Filter the listing below down to the lines holding the word "brown", and copy those lines.

RECORDS FOR PROCESSING Block Start

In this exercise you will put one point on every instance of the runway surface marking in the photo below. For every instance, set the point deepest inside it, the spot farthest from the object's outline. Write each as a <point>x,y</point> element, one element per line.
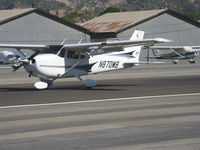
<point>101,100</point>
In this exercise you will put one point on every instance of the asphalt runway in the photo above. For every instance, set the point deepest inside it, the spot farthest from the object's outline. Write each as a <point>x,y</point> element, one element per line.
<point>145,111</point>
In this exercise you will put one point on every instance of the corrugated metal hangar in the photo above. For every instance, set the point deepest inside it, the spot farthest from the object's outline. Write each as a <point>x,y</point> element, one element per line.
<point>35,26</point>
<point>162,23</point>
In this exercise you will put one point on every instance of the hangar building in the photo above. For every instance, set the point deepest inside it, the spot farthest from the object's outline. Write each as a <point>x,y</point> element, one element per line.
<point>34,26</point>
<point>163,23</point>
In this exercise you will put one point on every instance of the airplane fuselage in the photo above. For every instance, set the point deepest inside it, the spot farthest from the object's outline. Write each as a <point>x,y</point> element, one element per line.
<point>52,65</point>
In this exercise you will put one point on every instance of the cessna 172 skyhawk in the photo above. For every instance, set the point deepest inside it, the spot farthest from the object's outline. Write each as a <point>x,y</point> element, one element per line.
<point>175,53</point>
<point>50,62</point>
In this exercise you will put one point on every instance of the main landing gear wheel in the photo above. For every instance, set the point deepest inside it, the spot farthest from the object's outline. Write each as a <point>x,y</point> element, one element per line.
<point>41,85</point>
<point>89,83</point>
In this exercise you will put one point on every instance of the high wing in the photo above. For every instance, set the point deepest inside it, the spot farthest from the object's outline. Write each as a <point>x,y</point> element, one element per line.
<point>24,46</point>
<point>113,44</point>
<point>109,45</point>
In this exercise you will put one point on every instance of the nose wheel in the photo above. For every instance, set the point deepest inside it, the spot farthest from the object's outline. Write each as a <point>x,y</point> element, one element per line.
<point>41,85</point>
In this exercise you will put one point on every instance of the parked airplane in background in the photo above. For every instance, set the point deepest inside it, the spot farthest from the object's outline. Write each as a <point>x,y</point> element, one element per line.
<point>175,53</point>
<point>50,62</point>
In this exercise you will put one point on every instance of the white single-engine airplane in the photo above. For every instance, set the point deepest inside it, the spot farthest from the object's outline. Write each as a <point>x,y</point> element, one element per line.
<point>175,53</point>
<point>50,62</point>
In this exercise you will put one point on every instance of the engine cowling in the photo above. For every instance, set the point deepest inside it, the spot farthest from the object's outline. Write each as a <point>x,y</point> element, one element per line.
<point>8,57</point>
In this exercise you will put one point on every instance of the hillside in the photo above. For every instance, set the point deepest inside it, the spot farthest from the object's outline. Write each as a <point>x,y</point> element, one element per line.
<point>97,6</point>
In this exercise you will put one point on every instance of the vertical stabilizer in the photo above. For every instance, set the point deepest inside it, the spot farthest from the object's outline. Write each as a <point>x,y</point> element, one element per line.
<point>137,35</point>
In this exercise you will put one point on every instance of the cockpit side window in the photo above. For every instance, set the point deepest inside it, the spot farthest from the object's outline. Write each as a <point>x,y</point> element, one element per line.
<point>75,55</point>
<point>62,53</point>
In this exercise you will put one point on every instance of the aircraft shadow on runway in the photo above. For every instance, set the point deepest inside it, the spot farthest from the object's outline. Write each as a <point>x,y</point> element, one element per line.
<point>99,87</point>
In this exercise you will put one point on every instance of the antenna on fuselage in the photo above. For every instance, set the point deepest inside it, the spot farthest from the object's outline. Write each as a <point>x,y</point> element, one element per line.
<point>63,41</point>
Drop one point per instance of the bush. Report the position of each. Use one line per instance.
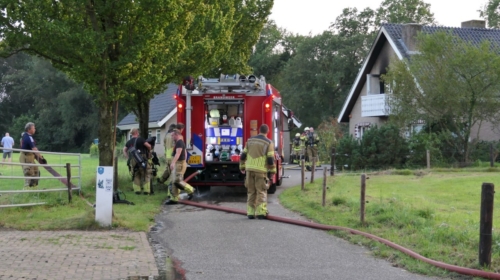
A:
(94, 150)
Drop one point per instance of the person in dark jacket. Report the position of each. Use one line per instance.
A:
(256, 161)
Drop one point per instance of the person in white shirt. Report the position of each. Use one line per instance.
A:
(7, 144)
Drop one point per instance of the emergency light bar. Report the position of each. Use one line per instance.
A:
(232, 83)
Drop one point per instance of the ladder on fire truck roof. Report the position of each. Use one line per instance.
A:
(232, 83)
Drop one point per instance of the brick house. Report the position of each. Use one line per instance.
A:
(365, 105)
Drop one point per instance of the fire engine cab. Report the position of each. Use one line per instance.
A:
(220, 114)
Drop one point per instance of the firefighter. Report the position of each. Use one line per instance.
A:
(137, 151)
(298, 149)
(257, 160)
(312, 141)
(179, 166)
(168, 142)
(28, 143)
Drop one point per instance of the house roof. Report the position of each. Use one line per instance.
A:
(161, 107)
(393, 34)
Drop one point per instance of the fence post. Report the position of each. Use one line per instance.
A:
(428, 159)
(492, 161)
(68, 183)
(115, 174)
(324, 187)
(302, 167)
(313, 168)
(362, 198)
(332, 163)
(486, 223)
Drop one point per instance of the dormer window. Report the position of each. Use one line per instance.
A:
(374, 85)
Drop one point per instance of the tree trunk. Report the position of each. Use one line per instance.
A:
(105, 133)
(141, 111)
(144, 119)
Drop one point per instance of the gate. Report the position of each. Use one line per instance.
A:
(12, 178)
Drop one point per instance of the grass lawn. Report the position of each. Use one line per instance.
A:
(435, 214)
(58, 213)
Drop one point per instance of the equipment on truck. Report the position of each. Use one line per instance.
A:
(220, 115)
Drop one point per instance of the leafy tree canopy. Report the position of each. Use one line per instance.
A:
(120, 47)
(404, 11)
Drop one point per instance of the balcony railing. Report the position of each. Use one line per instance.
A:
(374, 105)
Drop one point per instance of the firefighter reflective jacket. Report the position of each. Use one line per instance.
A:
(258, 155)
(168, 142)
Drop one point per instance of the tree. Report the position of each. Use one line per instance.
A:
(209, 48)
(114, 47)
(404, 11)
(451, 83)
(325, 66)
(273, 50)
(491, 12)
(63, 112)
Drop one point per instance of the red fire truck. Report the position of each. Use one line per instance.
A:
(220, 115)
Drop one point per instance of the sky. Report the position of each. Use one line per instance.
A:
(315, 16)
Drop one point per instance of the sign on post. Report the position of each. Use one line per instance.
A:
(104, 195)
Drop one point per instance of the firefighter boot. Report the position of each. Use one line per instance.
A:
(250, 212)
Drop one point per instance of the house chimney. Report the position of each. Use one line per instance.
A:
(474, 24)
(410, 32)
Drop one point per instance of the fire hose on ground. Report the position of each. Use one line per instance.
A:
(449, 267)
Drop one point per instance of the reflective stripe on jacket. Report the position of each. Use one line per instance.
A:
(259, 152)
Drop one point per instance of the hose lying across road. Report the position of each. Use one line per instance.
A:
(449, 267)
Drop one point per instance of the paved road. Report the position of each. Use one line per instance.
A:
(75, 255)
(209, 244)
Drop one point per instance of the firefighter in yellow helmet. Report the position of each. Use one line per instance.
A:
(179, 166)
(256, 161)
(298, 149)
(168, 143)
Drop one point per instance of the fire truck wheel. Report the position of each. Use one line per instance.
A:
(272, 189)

RECORDS FOR PROCESSING Block End
RECORDS FOR PROCESSING Block Start

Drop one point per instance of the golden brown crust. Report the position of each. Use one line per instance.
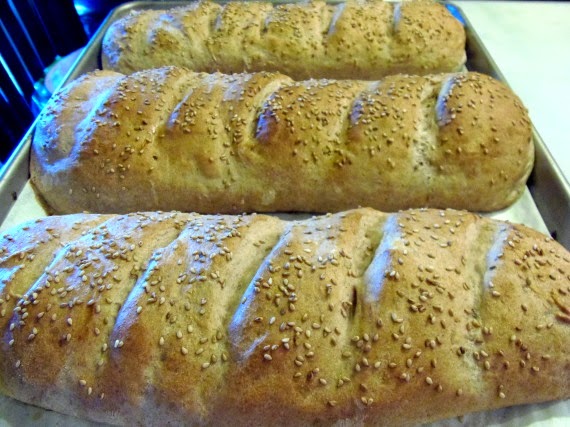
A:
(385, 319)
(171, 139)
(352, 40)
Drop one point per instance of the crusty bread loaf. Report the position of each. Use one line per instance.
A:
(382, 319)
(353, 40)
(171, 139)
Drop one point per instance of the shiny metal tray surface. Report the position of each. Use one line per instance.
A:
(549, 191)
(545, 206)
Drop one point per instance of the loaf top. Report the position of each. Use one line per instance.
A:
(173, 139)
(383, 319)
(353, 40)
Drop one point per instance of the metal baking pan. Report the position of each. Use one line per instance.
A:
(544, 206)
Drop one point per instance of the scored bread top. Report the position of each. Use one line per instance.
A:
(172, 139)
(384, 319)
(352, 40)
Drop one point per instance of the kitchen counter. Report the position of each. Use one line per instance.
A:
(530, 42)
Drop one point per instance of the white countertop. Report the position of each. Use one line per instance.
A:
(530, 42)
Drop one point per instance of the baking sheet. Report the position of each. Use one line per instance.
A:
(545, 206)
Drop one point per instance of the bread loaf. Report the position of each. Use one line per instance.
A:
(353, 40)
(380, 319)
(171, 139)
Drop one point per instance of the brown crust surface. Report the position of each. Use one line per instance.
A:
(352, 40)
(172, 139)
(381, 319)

RECORDS FOR PROCESSING Block End

_EXPECTED OUTPUT_
Drop one point per instance of the golden brown crust. Report the position of each. Use one line per instance.
Drop one point per instance of the brown crust surface. Report the position of each. Use one line per instance.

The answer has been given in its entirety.